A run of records
↓

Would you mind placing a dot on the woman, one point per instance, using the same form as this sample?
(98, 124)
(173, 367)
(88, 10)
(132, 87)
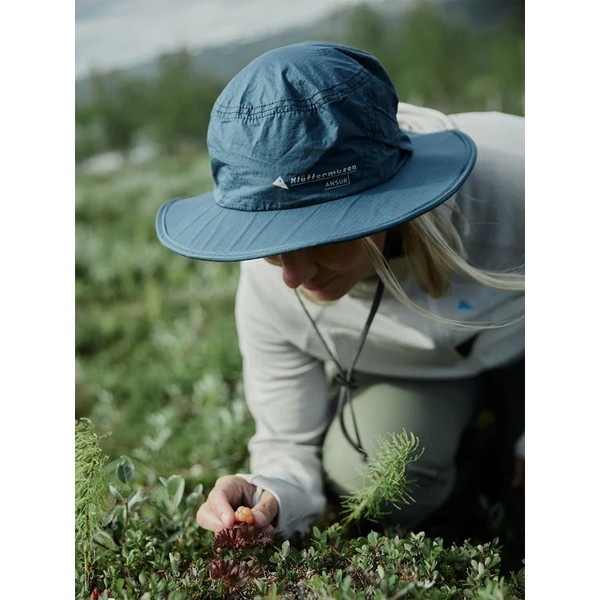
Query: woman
(389, 241)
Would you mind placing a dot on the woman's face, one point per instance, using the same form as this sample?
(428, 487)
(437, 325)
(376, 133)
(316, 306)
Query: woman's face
(327, 272)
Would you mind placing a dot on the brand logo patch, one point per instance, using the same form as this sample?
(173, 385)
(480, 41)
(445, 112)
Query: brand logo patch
(339, 182)
(329, 179)
(280, 183)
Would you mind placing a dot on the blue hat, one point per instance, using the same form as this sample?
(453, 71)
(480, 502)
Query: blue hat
(305, 150)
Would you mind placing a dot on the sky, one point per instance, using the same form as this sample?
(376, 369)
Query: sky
(122, 33)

↑

(AIM): Can you swap "placing a dot on" for "marking" everywhere in the records above, changing nothing else, and give them again without the pictures?

(REPLY TO THE TASK):
Would you mind marking the woman, one point per instance, using the same form as this sample?
(98, 124)
(173, 367)
(88, 10)
(132, 87)
Query: woman
(389, 241)
Would you mind marking the woman's face, one point per instance, using the same form as this sample?
(428, 487)
(437, 325)
(376, 133)
(316, 306)
Query: woman's face
(327, 272)
Would you mind marking the brand logo patch, one point per instance, using the same form as this sample?
(173, 385)
(480, 41)
(445, 112)
Query: brand logo patch
(339, 182)
(329, 179)
(280, 183)
Would you mind marking the blue hat, one point per instance, using the same form as this sample?
(453, 71)
(480, 502)
Query: blue hat
(305, 150)
Would you mind marking the sky, one point per instance, using the same form as this sample?
(376, 369)
Query: sky
(122, 33)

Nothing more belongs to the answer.